- READING TEXT

The House Institute Foundation (HIF), formerly the House Ear Institute, is a non-profit 501(c)(3) organization, based in Los Angeles, California, and dedicated to advancing hearing science through research, education, and global hearing health to improve quality of life.

== History ==
Established in 1946 by Howard P. House, as the Los Angeles Foundation of Otology, and later renamed for its founder, the House Institute Foundation has been engaged in the scientific exploration of the auditory system from the ear canal to the cortex of the brain for over 70 years.

Since 1946, the House Institute Foundation has led the way in defining the causes of hearing and balance disorders, improving medical/surgical procedures and prosthetic devices. The Institute's discoveries have helped millions of people receive successful treatments. House Institute Foundation scientists have been involved in many firsts in the fields of otology, neurotology, skull base surgery, implantable auditory prostheses, and electrophysiology. They have developed techniques to improve hearing aids, diagnostic audiology, and clinical treatments for hearing loss. House Institute researchers have always worked with the House Clinic physicians to integrate medicine and science through clinical and research trials that directly benefit patients.

- INFORMATION SHOWN
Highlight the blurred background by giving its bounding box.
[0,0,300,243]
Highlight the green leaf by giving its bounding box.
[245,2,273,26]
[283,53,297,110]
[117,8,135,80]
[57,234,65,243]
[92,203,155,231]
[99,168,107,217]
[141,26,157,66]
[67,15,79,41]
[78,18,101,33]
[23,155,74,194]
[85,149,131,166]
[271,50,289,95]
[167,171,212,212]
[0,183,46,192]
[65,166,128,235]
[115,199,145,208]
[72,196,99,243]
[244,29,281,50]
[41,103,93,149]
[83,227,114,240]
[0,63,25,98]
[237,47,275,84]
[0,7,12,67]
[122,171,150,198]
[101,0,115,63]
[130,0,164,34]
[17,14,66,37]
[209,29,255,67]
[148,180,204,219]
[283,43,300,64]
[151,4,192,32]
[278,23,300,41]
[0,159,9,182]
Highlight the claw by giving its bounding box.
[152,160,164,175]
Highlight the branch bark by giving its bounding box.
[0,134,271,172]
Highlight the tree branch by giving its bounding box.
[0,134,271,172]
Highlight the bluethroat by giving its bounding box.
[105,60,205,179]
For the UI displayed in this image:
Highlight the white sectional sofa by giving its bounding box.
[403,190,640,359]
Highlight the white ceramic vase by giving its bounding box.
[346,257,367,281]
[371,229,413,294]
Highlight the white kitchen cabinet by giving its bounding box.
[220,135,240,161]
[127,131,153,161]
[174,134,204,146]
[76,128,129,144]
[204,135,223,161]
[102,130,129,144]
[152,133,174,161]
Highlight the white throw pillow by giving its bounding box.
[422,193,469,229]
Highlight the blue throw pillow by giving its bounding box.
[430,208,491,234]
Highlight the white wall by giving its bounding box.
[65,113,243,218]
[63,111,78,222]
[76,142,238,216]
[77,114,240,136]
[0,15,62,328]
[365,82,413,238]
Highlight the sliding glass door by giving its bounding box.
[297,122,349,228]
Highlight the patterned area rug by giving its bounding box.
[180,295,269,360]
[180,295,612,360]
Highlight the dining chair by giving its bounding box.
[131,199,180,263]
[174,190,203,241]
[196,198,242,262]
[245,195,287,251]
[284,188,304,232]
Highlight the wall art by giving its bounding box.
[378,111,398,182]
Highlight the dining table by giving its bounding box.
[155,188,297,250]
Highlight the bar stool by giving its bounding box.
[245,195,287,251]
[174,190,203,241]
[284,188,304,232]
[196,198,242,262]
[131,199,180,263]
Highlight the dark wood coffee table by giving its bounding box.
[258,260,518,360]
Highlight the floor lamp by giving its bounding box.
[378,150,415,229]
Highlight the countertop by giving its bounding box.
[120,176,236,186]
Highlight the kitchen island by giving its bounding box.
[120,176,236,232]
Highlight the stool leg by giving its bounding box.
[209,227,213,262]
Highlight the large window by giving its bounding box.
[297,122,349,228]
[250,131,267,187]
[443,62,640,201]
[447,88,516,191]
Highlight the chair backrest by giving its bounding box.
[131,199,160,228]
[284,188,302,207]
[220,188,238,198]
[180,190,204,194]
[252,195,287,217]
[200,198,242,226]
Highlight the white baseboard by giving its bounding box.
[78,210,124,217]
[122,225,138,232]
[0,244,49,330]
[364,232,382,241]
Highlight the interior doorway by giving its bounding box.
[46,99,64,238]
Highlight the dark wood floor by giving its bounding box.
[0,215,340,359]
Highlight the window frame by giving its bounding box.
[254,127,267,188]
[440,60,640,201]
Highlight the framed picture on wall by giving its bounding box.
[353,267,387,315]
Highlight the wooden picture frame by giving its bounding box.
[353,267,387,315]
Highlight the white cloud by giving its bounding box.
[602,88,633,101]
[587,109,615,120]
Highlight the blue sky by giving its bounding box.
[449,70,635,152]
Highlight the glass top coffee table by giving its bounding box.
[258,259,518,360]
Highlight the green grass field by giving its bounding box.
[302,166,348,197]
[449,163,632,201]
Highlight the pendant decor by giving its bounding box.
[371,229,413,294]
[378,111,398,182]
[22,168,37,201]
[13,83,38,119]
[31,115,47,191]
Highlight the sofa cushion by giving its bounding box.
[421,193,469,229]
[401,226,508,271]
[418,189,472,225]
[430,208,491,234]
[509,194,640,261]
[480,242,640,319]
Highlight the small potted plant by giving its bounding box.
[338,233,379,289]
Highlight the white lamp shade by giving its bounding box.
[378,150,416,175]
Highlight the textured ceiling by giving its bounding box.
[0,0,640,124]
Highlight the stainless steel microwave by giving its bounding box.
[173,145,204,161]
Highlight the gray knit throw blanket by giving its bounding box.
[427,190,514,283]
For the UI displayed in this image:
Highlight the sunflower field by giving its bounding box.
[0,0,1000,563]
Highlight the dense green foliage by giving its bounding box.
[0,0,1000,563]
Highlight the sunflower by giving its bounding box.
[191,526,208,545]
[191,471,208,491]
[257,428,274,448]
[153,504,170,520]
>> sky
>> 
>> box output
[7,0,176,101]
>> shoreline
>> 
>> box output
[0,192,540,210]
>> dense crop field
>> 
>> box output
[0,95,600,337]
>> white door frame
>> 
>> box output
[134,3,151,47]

- ASSIGNMENT
In the text about the House Institute Foundation, what name did the organization have when Howard P. House established it in 1946?

- EXPECTED OUTPUT
The Los Angeles Foundation of Otology.